REQUIREMENT: Copy out the full listing below as it stands, with its pictures left behind.

RECORDS PROVIDED:
_____

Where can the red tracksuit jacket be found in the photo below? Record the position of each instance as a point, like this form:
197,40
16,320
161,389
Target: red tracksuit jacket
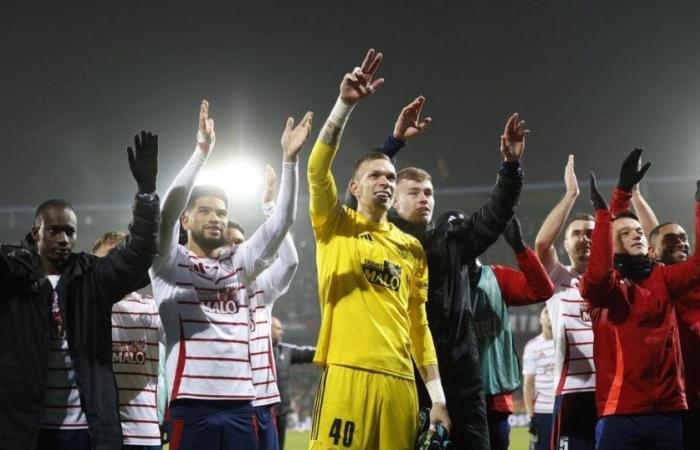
687,318
636,350
529,286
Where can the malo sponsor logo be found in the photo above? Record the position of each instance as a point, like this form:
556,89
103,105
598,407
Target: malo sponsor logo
223,300
134,352
585,314
387,275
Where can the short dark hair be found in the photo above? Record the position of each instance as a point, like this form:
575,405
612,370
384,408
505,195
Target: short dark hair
582,216
414,174
626,215
235,226
654,233
371,156
54,203
206,190
110,237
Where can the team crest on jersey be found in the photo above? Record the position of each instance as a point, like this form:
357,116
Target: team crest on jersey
133,352
221,300
387,274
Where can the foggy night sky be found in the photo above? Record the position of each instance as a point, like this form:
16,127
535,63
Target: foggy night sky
590,77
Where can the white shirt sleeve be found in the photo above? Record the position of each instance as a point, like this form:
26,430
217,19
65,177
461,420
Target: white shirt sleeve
529,366
258,252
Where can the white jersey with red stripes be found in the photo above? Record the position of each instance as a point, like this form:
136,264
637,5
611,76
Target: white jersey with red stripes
538,360
262,360
203,306
62,408
135,334
574,369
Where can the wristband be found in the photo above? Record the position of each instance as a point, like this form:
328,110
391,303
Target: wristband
340,113
437,395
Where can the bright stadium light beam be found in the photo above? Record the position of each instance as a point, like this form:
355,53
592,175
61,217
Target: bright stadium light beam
242,179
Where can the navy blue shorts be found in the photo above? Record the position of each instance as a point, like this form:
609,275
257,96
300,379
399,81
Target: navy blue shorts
499,430
640,432
542,440
63,439
267,427
216,425
574,422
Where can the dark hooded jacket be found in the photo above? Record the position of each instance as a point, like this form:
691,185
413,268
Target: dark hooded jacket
88,287
451,246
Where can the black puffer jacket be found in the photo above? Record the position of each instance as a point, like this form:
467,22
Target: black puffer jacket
451,245
86,291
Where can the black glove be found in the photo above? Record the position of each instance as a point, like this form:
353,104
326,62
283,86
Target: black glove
533,427
597,199
143,161
514,236
630,173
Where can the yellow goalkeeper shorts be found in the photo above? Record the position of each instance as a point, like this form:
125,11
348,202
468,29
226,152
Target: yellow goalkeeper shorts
360,409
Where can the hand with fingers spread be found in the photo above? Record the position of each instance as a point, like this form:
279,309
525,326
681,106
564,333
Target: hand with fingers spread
513,139
570,178
205,134
293,138
143,161
596,198
270,185
513,235
358,84
631,171
409,125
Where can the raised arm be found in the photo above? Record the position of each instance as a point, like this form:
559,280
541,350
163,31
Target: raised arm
123,269
259,251
408,125
488,223
275,280
530,285
599,285
554,222
646,214
323,193
179,191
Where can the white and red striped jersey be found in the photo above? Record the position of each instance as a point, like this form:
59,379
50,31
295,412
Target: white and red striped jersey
538,360
135,333
262,360
574,369
203,302
204,309
62,408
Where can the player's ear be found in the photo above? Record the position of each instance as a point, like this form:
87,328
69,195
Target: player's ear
354,187
185,221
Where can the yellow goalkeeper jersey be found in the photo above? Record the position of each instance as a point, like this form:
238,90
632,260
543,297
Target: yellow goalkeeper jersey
372,281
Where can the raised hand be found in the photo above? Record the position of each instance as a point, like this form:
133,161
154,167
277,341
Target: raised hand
631,170
205,134
513,235
358,84
143,161
570,178
408,125
596,198
513,139
270,185
293,138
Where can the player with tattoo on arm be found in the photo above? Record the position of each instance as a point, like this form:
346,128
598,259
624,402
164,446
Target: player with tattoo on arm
372,289
574,415
203,303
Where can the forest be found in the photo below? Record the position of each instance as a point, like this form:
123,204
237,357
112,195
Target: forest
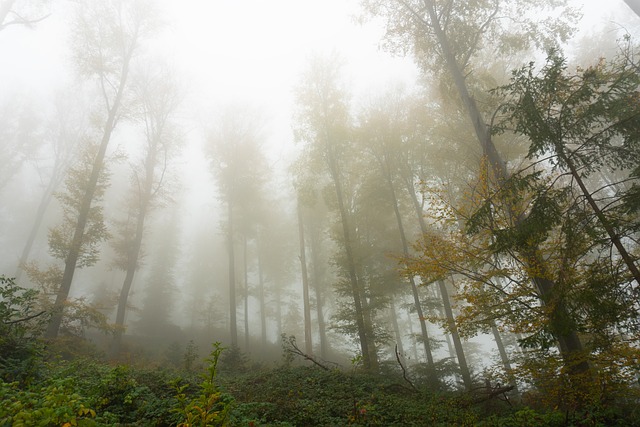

_____

SOLUTION TO THE PROBLEM:
Where can the red tracksuit jacket be found in the photo below? Record the position of each instance as a point, like this form:
197,40
16,320
161,389
Target: red tracksuit jacket
687,318
636,350
529,286
Where can the malo sponsor logo be found in the photo above? Record the position of each instance as a point, like this form:
556,89
103,105
598,407
Target: malo sponsor logo
223,300
134,352
585,314
387,275
Where can the short dark hair be found in the photo above? Record the position of each instance as a point, like this form:
575,405
612,370
384,408
505,195
Target: short dark hair
582,216
414,174
626,215
235,226
654,233
371,156
54,203
206,190
110,237
Where can the team crest on jersey be found in the photo above? Record the position of each instance as a point, like this form:
357,116
Target: team crest on jersey
133,352
221,300
387,274
Where can the foggy night sky be found in the photo above? Record the position of each instance as a point, like this form:
16,127
535,63
Target: foggy night sky
590,77
Where can the white shirt sleeve be found in the photo above? Record the position of each instance as a point, like this form:
26,430
217,19
65,177
461,420
Target: white shirt sleeve
529,366
258,252
Where can the white jersey with red stripes be found in the photo above? Record the position of each instance as a point, like this form:
136,264
637,5
611,76
Target: white jersey with red stripes
538,360
262,360
203,306
62,408
135,334
574,369
Where can the wristband be found in the photo above? Record the position of each instance as a point, like this form:
328,110
391,303
Target: wristband
340,113
437,395
Where can the bright stadium light beam be found in the photo above? Record the position of each instance as a point, like this form:
355,53
592,175
61,217
Target: bright stadium light beam
242,179
Where can the navy blue shorts be found in the photo above? Record the position of each instance as a point, like this form:
609,275
257,96
300,379
399,81
Target: navy blue shorts
499,430
640,432
542,440
63,439
267,427
216,425
574,422
Where can the dark hooded jacket be found in the photo above? Record the position of each instance as a point, like this form:
691,185
413,268
Target: dark hooded jacket
88,287
451,246
Where can the black puffer jacket be found in the photo above? Record the position of each instance as a point, like this form:
467,22
Target: black puffer jacket
451,245
86,291
Where can the black glove be found in the photo above? Record the position of each instance as a point, like this form:
353,104
326,62
283,86
Target: black glove
533,427
597,199
143,161
514,236
630,173
Where can the yellow goalkeeper shorts be found in the photo above? Record the position of each instance as a point, like this form:
125,11
348,202
468,29
226,152
Target: yellow goalkeeper shorts
360,409
Where can the hand with fingers spread be found in the photo above? Record the position of each instance as a point, like this form:
279,309
525,326
681,106
564,333
Target: hand with fingers spread
513,139
570,178
205,134
293,138
143,161
596,198
270,185
513,235
358,84
631,171
409,125
Where can the raised arm be found in the photo above? Record the position of each instance as a point, like this form:
559,280
541,350
163,31
Target: raised arm
123,269
259,251
408,125
488,223
275,280
530,285
599,285
554,222
646,214
323,193
179,191
Where can the white and red striped jersey be found in the photo above? Record the position of each instance as a point, like this form:
59,379
50,31
295,412
Target: white and red striped jersey
538,360
135,333
262,360
574,369
203,302
204,309
62,408
Where can the player's ear be found in the photo above? Record the position of each instance as a point, like this form:
87,328
69,195
Target: player's ear
354,187
185,221
Where can the yellow goalkeeper jersey be found in the photo above? Record the position of each instance as a point, like this form:
238,90
632,260
543,297
Target: yellow goalkeeper jersey
372,281
Where can the raised hand be found in the photo above? Record the position of each instance as a point, like this form:
133,161
154,167
277,341
Target: raised hand
631,170
205,134
513,235
358,84
143,161
570,178
408,125
596,198
513,139
270,185
293,138
Where can the player with tattoo on arm be found in the photo above? Record the position of each instance as a point, like this form:
346,128
598,259
624,402
164,446
Target: player with tattoo on arm
372,289
574,415
203,303
Where can the forest be found in the photo below? Record the position of each instance as a point, like this form:
123,204
237,357
112,195
Target: forest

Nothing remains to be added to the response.